◆ DOCUMENT SEGMENT:
^^^^^^^^

Think of lighting gels as colour filters for your lights. A musician has different instruments to build a symphony; a photographer has gels to paint a scene with light. And no, they aren't just for high-end studio shoots with A-listers like Jennifer Lopez. For any event hire specialist, they're a practical, almost essential bit of kit.

Whether you're shooting a corporate product launch or an intimate wedding, controlling the colour of light is everything. Gels let you seamlessly match your flash to the ambient light of a room, which is the key to getting natural, flattering skin tones. Or you can go the other way and use them creatively to drench a dance floor in a vibrant wash of colour or add a dramatic flair to a photo booth.

Why Gels are a Must-Have for Events

Event photography is a fast-paced game. You don't have the luxury of spending hours in post-production wrestling with mixed lighting. Gels are your on-the-spot solution, saving you a massive headache later. Getting the colour right in-camera is always, always better than trying to fix it on a computer.

^^^^^^^^

Region annotation entries
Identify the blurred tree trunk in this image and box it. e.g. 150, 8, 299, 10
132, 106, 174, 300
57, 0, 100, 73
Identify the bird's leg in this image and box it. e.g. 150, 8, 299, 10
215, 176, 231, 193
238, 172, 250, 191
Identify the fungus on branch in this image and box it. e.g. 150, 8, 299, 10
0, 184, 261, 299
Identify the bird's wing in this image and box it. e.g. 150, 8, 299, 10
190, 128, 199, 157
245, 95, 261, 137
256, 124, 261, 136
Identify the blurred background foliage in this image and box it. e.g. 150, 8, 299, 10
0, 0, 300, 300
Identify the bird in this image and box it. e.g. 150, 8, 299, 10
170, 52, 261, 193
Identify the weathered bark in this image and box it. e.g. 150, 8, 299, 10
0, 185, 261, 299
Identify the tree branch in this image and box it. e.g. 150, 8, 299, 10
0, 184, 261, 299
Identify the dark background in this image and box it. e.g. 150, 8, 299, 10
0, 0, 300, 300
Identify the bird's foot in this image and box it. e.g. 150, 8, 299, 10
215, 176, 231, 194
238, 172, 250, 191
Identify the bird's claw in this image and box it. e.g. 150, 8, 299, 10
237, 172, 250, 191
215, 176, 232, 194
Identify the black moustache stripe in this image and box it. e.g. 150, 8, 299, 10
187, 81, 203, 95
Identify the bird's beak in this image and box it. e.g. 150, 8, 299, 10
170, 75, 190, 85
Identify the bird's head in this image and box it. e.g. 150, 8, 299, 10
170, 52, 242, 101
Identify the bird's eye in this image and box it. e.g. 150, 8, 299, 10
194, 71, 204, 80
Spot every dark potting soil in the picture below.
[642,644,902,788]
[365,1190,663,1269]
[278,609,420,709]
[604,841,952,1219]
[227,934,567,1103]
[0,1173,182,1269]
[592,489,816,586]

^^^^^^^^

◆ REQUEST 1: Lay out the records as a numbered list, leaving out blank lines. Start at the first line of the records and end at the line containing "170, 52, 261, 193", including both.
◆ REQUEST 2: Continue the piece on using lighting gels in event photography from the point where it stops.

◆ EXPECTED ANSWER 1:
1. Identify the blurred tree trunk in this image and box it. e.g. 150, 8, 299, 10
2. 132, 106, 174, 300
3. 57, 0, 100, 73
4. Identify the bird's leg in this image and box it. e.g. 150, 8, 299, 10
5. 215, 176, 231, 193
6. 238, 172, 250, 191
7. Identify the fungus on branch in this image and box it. e.g. 150, 8, 299, 10
8. 0, 184, 261, 299
9. Identify the bird's wing in this image and box it. e.g. 150, 8, 299, 10
10. 190, 128, 199, 157
11. 245, 95, 261, 137
12. 256, 124, 261, 136
13. Identify the blurred background foliage in this image and box it. e.g. 150, 8, 299, 10
14. 0, 0, 300, 300
15. Identify the bird in this image and box it. e.g. 150, 8, 299, 10
16. 170, 52, 261, 193

◆ EXPECTED ANSWER 2:
  • Create Instant Vibe: Turn a boring conference hall into an immersive brand experience just by adding a few coloured washes of light.
  • Fix Awful Lighting: Kill the sickly green cast from fluorescent office lights or balance the overly orange glow from old tungsten lamps.
  • Dial in the Mood: Use soft, warm gels for a romantic, candlelit wedding feel, or go bold with saturated colours for a high-energy party atmosphere.

This kind of lighting control is more in demand than you might think. The UK's LED lighting market, which includes the gear we use with gels, pulled in around USD 8,389.9 million. That number is expected to jump to USD 15,123.2 million by 2033 as event planners increasingly demand professional-grade visuals.

The real magic begins when you stop just correcting light and start creating with it. A splash of blue can instantly give a cool, futuristic feel, while a hint of red can inject passion or drama into a scene. It's all about telling a story.

From Great Shot to Masterpiece

While gels do the heavy lifting in-camera, the final polish often happens in post-processing. Nailing the colour on site is the crucial first step, but a little refinement afterwards can elevate a great photo into a true masterpiece. For those looking to fine-tune their images, learning about tools like professional Real Estate Photo Editing Software can be incredibly useful.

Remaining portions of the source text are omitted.